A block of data
"""

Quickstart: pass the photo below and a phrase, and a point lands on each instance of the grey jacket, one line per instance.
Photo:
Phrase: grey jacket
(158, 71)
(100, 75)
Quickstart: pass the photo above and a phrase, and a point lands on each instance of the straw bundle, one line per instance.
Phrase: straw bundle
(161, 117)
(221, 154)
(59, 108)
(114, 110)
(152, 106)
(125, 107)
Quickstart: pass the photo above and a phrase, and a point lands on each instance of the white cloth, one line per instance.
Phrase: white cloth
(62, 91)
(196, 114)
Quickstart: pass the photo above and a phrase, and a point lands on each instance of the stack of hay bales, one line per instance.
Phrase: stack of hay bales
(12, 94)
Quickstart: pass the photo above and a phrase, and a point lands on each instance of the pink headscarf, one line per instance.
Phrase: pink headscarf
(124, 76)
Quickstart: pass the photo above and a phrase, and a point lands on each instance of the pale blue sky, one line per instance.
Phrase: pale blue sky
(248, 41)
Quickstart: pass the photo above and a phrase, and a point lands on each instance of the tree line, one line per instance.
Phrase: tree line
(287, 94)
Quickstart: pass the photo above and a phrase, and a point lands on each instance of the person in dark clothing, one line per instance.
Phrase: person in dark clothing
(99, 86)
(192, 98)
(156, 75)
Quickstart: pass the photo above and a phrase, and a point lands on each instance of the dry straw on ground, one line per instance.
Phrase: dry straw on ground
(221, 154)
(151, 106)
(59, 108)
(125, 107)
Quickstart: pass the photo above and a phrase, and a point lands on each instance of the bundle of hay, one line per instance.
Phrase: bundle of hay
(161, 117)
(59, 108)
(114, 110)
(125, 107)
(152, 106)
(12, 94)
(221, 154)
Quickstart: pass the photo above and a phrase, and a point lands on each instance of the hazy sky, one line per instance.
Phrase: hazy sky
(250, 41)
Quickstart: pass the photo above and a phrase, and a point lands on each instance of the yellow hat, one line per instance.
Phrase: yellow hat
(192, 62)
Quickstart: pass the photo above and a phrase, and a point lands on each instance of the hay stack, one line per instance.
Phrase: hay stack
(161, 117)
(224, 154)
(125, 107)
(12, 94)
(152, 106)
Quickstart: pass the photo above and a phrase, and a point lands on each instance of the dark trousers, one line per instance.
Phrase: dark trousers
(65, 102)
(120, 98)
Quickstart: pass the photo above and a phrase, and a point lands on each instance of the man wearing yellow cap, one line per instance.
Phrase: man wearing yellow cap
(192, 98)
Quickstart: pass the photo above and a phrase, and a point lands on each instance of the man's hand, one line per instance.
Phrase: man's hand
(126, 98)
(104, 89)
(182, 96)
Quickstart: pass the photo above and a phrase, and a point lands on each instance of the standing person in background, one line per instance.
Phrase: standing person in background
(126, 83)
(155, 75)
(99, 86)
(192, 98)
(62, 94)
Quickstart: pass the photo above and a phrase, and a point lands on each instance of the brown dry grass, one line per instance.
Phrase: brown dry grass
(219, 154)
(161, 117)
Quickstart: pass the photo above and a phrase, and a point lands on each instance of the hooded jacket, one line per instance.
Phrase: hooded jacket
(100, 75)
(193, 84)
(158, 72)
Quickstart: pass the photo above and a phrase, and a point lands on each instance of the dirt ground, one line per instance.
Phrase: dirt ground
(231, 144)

"""

▶ Exercise brief:
Copy the lines above word for word.

▶ Correct output:
Quickstart: pass the photo below and a phrase, and a point lands on each instance of the grey jacket, one line per instance.
Photo:
Phrase: grey jacket
(158, 71)
(100, 75)
Quickstart: pass the photo above and a phrase, and a point lands on each instance of the straw bundle, one line per instance.
Phrase: straw bundle
(161, 117)
(221, 154)
(59, 108)
(114, 110)
(152, 106)
(125, 107)
Quickstart: pass the photo above and a phrase, and a point lands on each instance of the white cloth, one line per instance.
Phrase: white cloth
(62, 91)
(196, 114)
Quickstart: pass the photo above and a phrase, and a point lands on each instance of the stack of hay bales, one line per instance.
Phrase: stack of hay bales
(12, 94)
Quickstart: pass the photo above and a phrase, and a point lands on each instance of the pink headscarf, one line per instance.
Phrase: pink headscarf
(124, 76)
Quickstart: pass the photo above and a phrase, and a point lands on each instance of the pale blue sky, one line per instance.
Phrase: pale blue sky
(248, 41)
Quickstart: pass the photo above and a phrase, and a point lands on each instance of the tree line, one line per instance.
Phrase: tree line
(287, 94)
Quickstart: pass the photo above and a phrase, and a point lands on each instance of the person in dark clothing, one line per instance.
Phrase: person in dark clothing
(99, 86)
(192, 98)
(156, 75)
Quickstart: pass the photo above and a phrase, and a point lands on each instance of the dry straw on ground, one line per instance.
Phrase: dry straw on ground
(221, 154)
(151, 106)
(59, 108)
(125, 107)
Quickstart: pass the photo above and a phrase, and a point lands on each instance of the bundle of hay, one line per instance.
Phrase: bundle of hay
(161, 117)
(59, 108)
(114, 110)
(125, 107)
(152, 106)
(12, 94)
(221, 154)
Quickstart: pass the photo above and a phrase, and a point lands on each instance of the hazy sky, one line per instance.
Phrase: hazy sky
(250, 41)
Quickstart: pass the photo above and a phrase, and a point lands on each instance of the yellow hat, one line per instance.
Phrase: yellow hat
(192, 62)
Quickstart: pass the photo above and a phrase, and a point lands on each instance of the hay stack, one line per instance.
Phrase: hay stack
(161, 117)
(224, 154)
(125, 107)
(12, 94)
(152, 106)
Quickstart: pass the photo above and a phrase, and a point lands on each instance of the dark trousers, one line per instance.
Phrase: dark trousers
(65, 102)
(120, 98)
Quickstart: pass the photo above and a phrase, and a point lands on each instance of the man wearing yellow cap, one line per instance.
Phrase: man wearing yellow cap
(192, 98)
Quickstart: pass the photo above and a phrase, and a point lands on each instance of the man's hand, one line per instance.
Phrase: man's hand
(126, 98)
(104, 89)
(182, 96)
Quickstart: pass the photo above and a phrase, and a point lands on each instance of the standing person in background, one line per instance.
Phrase: standing person in background
(126, 83)
(155, 75)
(99, 86)
(192, 98)
(62, 94)
Quickstart: pass the photo above and a phrase, and a point lands on each instance of the brown dry grass, one line per instance.
Phrase: brown dry grass
(219, 154)
(161, 117)
Quickstart: pass the photo above and a phrase, and a point lands on each instance of the hooded jacket, one line per instance.
Phrase: hooded jacket
(100, 75)
(193, 84)
(158, 72)
Quickstart: pass the photo above and a phrase, and a point lands on each instance of the dirt ground, one line per instance.
Phrase: dirt ground
(231, 144)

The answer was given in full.